Agroforestry and Soil Management
SLU has a strong international profile and extensive experience in the area of Agroforestry and Soil management. These two subject areas have a strong relation as much of the Agroforestry research and capacity building is specifically about applied Soil science. SLU’s major strength is in biogeochemical aspects of Agroforestry and fundamental and applied Soil science, but our research groups also have significant experience and expertise in socio-economic aspects of applied land-use in these fields. Soil management is applied Soil science and as such a major subject for teaching and research education, while Agroforestry is a specific land-use. Therefore, our capacity and activity in this subject is more extensive as compared to Soil management.
Most of our research and teaching cover Swedish temperate and boreal agriculture. Significant parts also deal with research and capacity building in tropical and subtropical agriculture in Sub-Saharan Africa, Asia and Latin America. The research topics in the Southern regions are diverse and include issues such as integrated soil fertility management (ISFM), soil biology, organic matter and carbon management, bio-char, climate adaptation, pathogens and weeds, water dynamics, specific roles of tree densities and species in all these aspects, as well as market and livelihood relations.
Within SLU there is Agroforestry and Soil management competence at two faculties – the Faculty of Natural Resource Management and Agricultural Sciences located at SLU’s main campus in Uppsala, and at the Faculty of Forest Sciences, with its main location in Umeå in Northern Sweden. The location at two faculties partly mirrors two points of entry to “Agroforestry and Soil science”, either from agriculture or from knowledge about trees and forest management. Today the expertise and activity of the two faculties in these fields are much overlapping, especially in the groups dealing with Agroforestry and Soil science in tropical environments.

» Data below
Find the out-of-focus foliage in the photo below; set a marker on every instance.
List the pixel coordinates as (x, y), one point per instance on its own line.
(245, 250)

» Task goal
Please continue the text on agroforestry and soil management at SLU, starting after its final sentence.

» Task output
The departments mainly dealing with Soil science at SLU are the Department of Soil and Environment (Uppsala) and the Department of Forest Ecology and Management (Umeå). Issues related to Soil science and Soil management are also dealt with at the Department of Crop Production Ecology, the Department of Ecology, the Department of Energy and Technology, the Department of Microbiology and the Department of Forest Mycology and Plant Pathology. Most of the Agroforestry activities are also placed within these units.
The total numbers of teachers involved in agroforestry and soil management are approximately 50 (above post-doc level) with 11 professors and 40 researchers for the Soil and Environment department alone. There are presently around 20 PhD students and the Department of Soil and Environment offers approximately 20 courses annually at BSc and MSc level catering for approximately 5-130 students per course. Corresponding figures for the Department of Forest Ecology and Management are 6 professors and 16 researchers involved in soil management including Agroforestry and the related numbers of ongoing PhD students are more than 10.
The Department of Soil and Environment contributed with approximately 1.4 reviewed papers per scientist with an H-index of 4.64, published in peer-reviewed journals within the area of soil science from 2008 and onwards. Similar figures for Soil science at Department of Forest Ecology and management was 1.7 reviewed papers per scientist and with a H-index of 5.0 for 2011 alone.
Over the last 10 years more than 20 PhD students were examined in Tropical Agroforestry or closely related subjects. Most of these were students in capacity building programs.
Relevant MSc programs include Soil and Water Management as well as involvement in EnvEuro - Environmental Science in Europe. A multitude of PhD level courses are given in Soil science within SLU and two specific research schools: Focus on Soils and Water and Global Natural Resource Management and Livelihoods, offer PhD students specialized disciplinary training as well as multi-disciplinary approaches and networking opportunities.
In addition, the area of agroforestry and soil management has a long history of successful international collaboration, particularly in Africa. Long-standing collaborations with CGIAR centers, such as IITA, CIAT-TSBF, ICRAF and CIFOR, exist and can also provide the basis for international opportunities for multi-disciplinary career development and research and capacity building collaboration in areas of natural resource management.